◆ Excerpt provided
============
1062 Autumnwood Dr, Winnipeg, MB R2J 1C7  (204) 256-8792

Notes on the Notes – July 14, 2019


This week we will be exploring

Revelation 4:1-5:10

Service time is 10:30 a.m. at Windsor Park United, 1062 Autumnwood Drive.

This week’s music:

“Holy, Holy, Holy” (VU #315)

“Holy, holy, holy! Lord God almighty;
Early in the morning our song shall rise to thee;
Holy, holy, holy, merciful and mighty,
God in three persons, blessed Trinity!

Holy, holy, holy! All the saints adore thee,
Casting down their golden crowns around the glassy sea;
Cherubim and seraphim falling down before thee,
Which wert, and art, and evermore shalt be.

Holy, holy, holy! Though the darkness hide thee;
Though the eye made blind by sin thy glory may not see,
Only thou art holy; there is none beside thee;
Perfect in power, in love, and purity.

Holy, holy, holy! Lord God almighty!
All thy works shall praise thy name in earth and sky and sea;
Holy, holy, holy, merciful and mighty,
God in three persons, blessed Trinity!”

The words for this hymn are based on Revelations 4:8-11 and were written by Reginald Herber in 1826.  The tune, NICAEA, was composed by the Reverend John B. Dykes (1861).  It is named for the Council of Nicaea (C.E. 325) where the doctrine of the Trinity, known as the Nicene Creed, was formulated.  The descant was composed for The Hymn Book (1971) by Godfrey Hewitt, organist and choirmaster at Christ Church Cathedral in Ottawa from 1931 to 1980.

Hear the Plymouth Choir and Congregation of First-Plymouth Church, Lincoln Nebraska on May 31, 2015 accompanied by the Plymouth Brass and Organist Christopher Marks.    at:  https://www.youtube.com/watch?v=0SHDNs7Dt5M

“The Living God Be Praised” (VU #255)

“The living God be praised, who reigns enthroned above,
Ancient of everlasting days, and God of love.
Jehovah, great I Am! By earth and heaven confessed,
We bow before your holy name, forever blest.
============
◆ Set task 1
Answer these questions from the Notes on the Notes bulletin, each on its own line:
(a) What time does the service begin?
(b) Who composed the tune NICAEA, and in what year?
(c) Which Bible passage is being explored this week?
◆ Set task 2
Write out the Notes on the Notes bulletin between "All thy works" and "1931 to 1980.", inclusive, swapping "Ottawa" for "Toronto".
◆ Set task 3
Extend the Notes on the Notes bulletin for July 14, 2019, picking up right after its final line.

◆ Supplied information
============
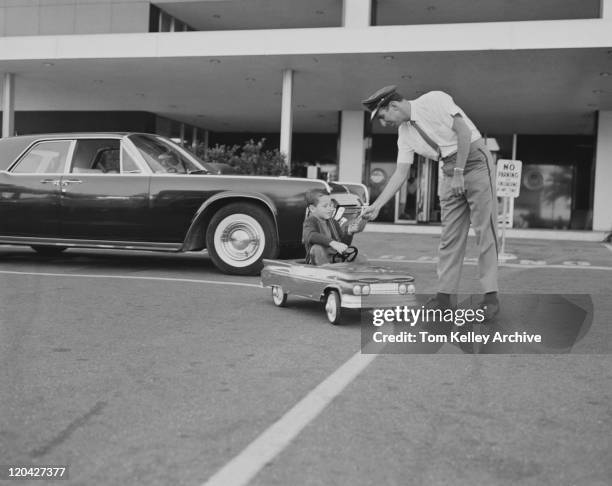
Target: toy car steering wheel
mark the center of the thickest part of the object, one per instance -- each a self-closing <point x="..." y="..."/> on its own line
============
◆ Exercise answer 1
(a) 10:30 a.m.
(b) The Reverend John B. Dykes, in 1861.
(c) Revelation 4:1-5:10.

◆ Exercise answer 2
All thy works shall praise thy name in earth and sky and sea;
Holy, holy, holy, merciful and mighty,
God in three persons, blessed Trinity!”

The words for this hymn are based on Revelations 4:8-11 and were written by Reginald Herber in 1826.  The tune, NICAEA, was composed by the Reverend John B. Dykes (1861).  It is named for the Council of Nicaea (C.E. 325) where the doctrine of the Trinity, known as the Nicene Creed, was formulated.  The descant was composed for The Hymn Book (1971) by Godfrey Hewitt, organist and choirmaster at Christ Church Cathedral in Toronto from 1931 to 1980.

◆ Exercise answer 3
Your spirit still flows free, high surging where it will;
In prophet’s words you spoke of old and you speak still.
Established is your law, and changeless it shall stand,
Inscribed upon the human heart, on sea, or land.

You have eternal life implanted in the soul,
Your love shall be our strength and stay, while ages roll.
We praise you, living God! We praise your holy name;
The first, the last, beyond all thought, and still the same.”

The thirteen principles of the Jewish faith were compiled by Moses Maimonides in the 12th century and shaped into the Yigdal, the Jewish doxology, by Daniel ben Judah in the fourteenth century.  A doloxogy is a short hymn of praise to God.  In 1885, Rabbi Max Lansberg and Newton Mann translated these articles into metrical English stanzas.  Around 1770, Thomas Olivers used the tune, LEONI, to set his Christian paraphrase of the Yigdal.

Hear the tune on piano at:  https://www.youtube.com/watch?v=0u6diH2jVlI

“Crown Him with Many Crowns” (VU #211) 

“Crown him with many crowns, the Lamb upon his throne;
Hark, how the heavenly anthem drowns all music but its own!
Awake, my soul, and sing of him who died for thee,
And hail him as thy matchless King through all eternity.

Crown him the Lord of life, who triumphed o’er the grace,
And rose victorious in the strife for those he came to save.
His glories now we sing who died and rose on high,
Who died eternal life to bring, and lives that death may die.

Crown him the Lord of peace, whose power a sceptre sways
From pole to pole, that wars may cease, absorbed in prayer and praise.
His reign shall know no end, and round his pierced feet
Fair flowers of Paradise extend their fragrance ever sweet.

Crown him the Lord of love; behold his hands and side,
Rich wounds yet visible above, in beauty glorified.
All hail, Redeemer, hail! for thou hast died for me;
Thy praise shall never, never fail throughout eternity.”

The lyrics to this 1851 hymn were written by Matthew Bridges and Godfrey Thring and are sung to the tune DIADEMATA by Sir George Job Elvey. The full song features twelve verses with two very different theological perspectives.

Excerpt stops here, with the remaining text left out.